BEGIN RECORDS PROVIDED
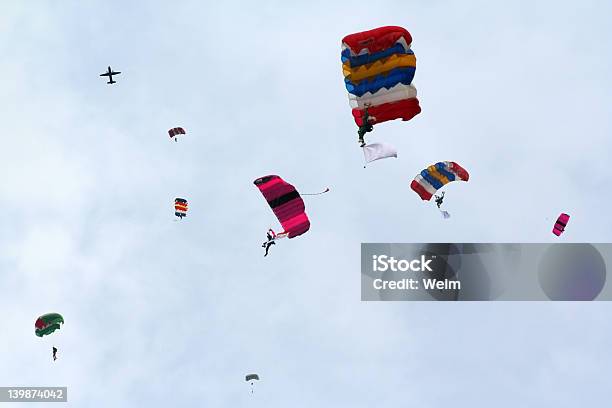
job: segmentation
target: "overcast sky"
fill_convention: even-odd
[[[561,211],[563,241],[610,242],[609,2],[127,3],[0,6],[0,385],[79,408],[609,401],[605,302],[359,286],[361,242],[553,242]],[[423,111],[376,126],[399,157],[364,169],[340,42],[382,25],[413,36]],[[450,220],[409,187],[441,160],[471,175]],[[331,192],[263,258],[267,174]],[[40,339],[47,312],[66,324]]]

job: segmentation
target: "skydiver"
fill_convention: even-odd
[[[53,361],[57,360],[57,348],[53,346]]]
[[[268,230],[266,236],[268,237],[268,240],[261,245],[262,248],[266,248],[266,254],[264,255],[264,257],[268,256],[268,251],[270,250],[270,247],[272,245],[276,245],[276,242],[274,242],[274,239],[276,239],[276,234],[274,233],[274,231],[272,231],[272,229]]]
[[[374,126],[370,122],[376,120],[374,116],[370,116],[370,112],[368,112],[369,106],[370,104],[365,105],[365,116],[363,117],[363,125],[359,126],[359,129],[357,130],[357,134],[359,135],[359,145],[361,147],[365,146],[365,141],[363,140],[365,134],[374,130]]]
[[[440,206],[442,205],[442,200],[444,200],[444,191],[442,192],[441,196],[435,195],[434,198],[436,199],[436,205],[438,206],[438,208],[440,208]]]

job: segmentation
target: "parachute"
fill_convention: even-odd
[[[176,142],[176,137],[178,135],[184,135],[185,133],[185,129],[183,129],[182,127],[175,127],[172,128],[170,130],[168,130],[168,134],[170,135],[170,139],[174,138],[174,141]]]
[[[395,26],[347,35],[342,39],[342,73],[357,126],[394,119],[408,121],[421,112],[412,79],[416,57],[412,36]]]
[[[64,324],[64,318],[59,313],[47,313],[36,319],[34,333],[43,337],[59,330],[60,324]]]
[[[304,200],[295,187],[276,175],[260,177],[253,182],[261,191],[284,231],[278,235],[295,238],[310,229]]]
[[[187,204],[187,200],[184,198],[175,198],[174,199],[174,215],[183,219],[183,217],[187,216],[187,210],[189,208],[189,204]]]
[[[561,215],[559,215],[559,218],[557,218],[557,221],[555,222],[555,226],[553,227],[553,234],[555,234],[556,236],[560,236],[561,234],[563,234],[563,231],[565,231],[565,227],[567,226],[567,222],[569,221],[569,219],[569,215],[567,215],[566,213],[561,213]]]
[[[259,376],[257,374],[247,374],[245,380],[251,383],[251,394],[253,394],[253,380],[259,381]]]
[[[257,375],[257,374],[247,374],[246,375],[246,380],[245,381],[253,381],[253,380],[259,381],[259,375]],[[251,382],[251,385],[252,384],[253,383]]]
[[[468,181],[470,175],[467,170],[455,162],[438,162],[416,175],[410,188],[417,193],[423,200],[429,201],[431,197],[447,183],[461,180]]]

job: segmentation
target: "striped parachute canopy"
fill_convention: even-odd
[[[561,213],[557,221],[555,222],[555,226],[553,227],[553,234],[556,236],[560,236],[565,231],[565,227],[567,226],[567,222],[569,221],[570,216],[566,213]]]
[[[429,201],[431,197],[447,183],[461,180],[468,181],[470,175],[467,170],[455,162],[439,162],[423,169],[416,175],[410,188],[412,188],[423,200]]]
[[[402,27],[380,27],[342,39],[342,73],[358,126],[369,106],[370,123],[410,120],[421,112],[412,79],[416,57]]]
[[[38,337],[46,336],[58,330],[60,324],[64,324],[64,318],[59,313],[44,314],[34,322],[34,333]]]
[[[176,140],[176,137],[178,135],[184,135],[184,134],[186,134],[185,129],[183,129],[182,127],[175,127],[175,128],[168,130],[168,135],[170,135],[170,138],[174,138],[174,140]]]
[[[310,221],[305,212],[304,200],[295,187],[279,176],[260,177],[253,182],[274,211],[289,238],[302,235],[310,229]]]
[[[187,210],[189,208],[189,204],[187,204],[187,200],[184,198],[175,198],[174,199],[174,215],[179,218],[183,218],[187,216]]]

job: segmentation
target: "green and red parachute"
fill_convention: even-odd
[[[59,330],[60,324],[64,324],[64,318],[59,313],[47,313],[40,316],[34,322],[34,333],[43,337]]]
[[[295,187],[276,175],[260,177],[253,182],[283,226],[280,236],[295,238],[310,229],[304,200]]]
END RECORDS PROVIDED
EXERCISE -
In the listing, find each line with the string "parachute" and copy it.

EXPECTED ANSWER -
target: "parachute"
target: "striped parachute canopy"
target: "green and red parachute"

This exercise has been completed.